[Dataset entries]
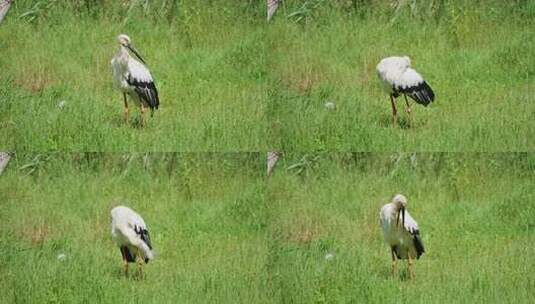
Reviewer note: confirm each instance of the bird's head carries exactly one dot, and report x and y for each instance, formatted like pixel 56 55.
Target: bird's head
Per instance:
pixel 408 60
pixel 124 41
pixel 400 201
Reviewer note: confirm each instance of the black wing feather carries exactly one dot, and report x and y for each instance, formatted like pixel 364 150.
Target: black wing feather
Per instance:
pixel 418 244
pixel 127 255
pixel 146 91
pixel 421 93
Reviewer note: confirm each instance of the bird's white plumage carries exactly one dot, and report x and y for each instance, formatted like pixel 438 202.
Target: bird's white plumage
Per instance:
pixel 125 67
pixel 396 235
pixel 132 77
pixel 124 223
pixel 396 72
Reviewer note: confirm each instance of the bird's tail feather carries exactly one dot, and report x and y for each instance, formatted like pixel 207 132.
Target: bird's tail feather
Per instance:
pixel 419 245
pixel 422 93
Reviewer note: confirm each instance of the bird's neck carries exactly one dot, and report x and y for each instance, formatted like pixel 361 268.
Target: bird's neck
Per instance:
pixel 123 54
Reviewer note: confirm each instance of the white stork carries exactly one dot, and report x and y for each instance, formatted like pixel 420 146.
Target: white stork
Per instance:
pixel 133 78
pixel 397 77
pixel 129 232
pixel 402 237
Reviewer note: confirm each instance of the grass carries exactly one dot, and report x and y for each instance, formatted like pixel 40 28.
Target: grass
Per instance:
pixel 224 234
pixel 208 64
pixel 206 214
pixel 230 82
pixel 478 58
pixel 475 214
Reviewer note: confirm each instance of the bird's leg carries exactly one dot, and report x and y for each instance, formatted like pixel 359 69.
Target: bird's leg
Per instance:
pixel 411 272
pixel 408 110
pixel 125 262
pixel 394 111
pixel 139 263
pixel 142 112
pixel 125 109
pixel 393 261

* * *

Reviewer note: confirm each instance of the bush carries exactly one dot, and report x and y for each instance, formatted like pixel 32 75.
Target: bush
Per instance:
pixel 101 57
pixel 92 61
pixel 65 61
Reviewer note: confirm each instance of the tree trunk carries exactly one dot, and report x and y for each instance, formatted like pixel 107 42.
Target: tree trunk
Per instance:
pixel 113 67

==

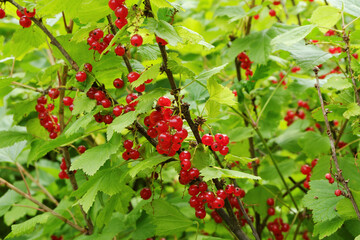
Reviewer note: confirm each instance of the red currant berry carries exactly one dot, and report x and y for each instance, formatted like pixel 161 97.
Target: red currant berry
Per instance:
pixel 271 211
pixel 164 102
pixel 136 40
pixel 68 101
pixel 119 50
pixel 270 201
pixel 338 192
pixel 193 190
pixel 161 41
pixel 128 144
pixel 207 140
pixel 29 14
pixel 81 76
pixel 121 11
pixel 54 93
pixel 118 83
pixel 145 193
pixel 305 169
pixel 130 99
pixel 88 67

*THE PROBLEM:* Wherever the word "white" appears in the records above, copy that line.

*RESPONSE BELOW:*
Reviewer note: confirm each instance of the bird's white plumage carries exactly one dot, and report x and y for each instance, formatted like pixel 438 202.
Target: bird's white plumage
Reviewer note: confirm each instance of the white stork carries exactly one dot, and report x and y for each instance, formatted like pixel 420 146.
Target: white stork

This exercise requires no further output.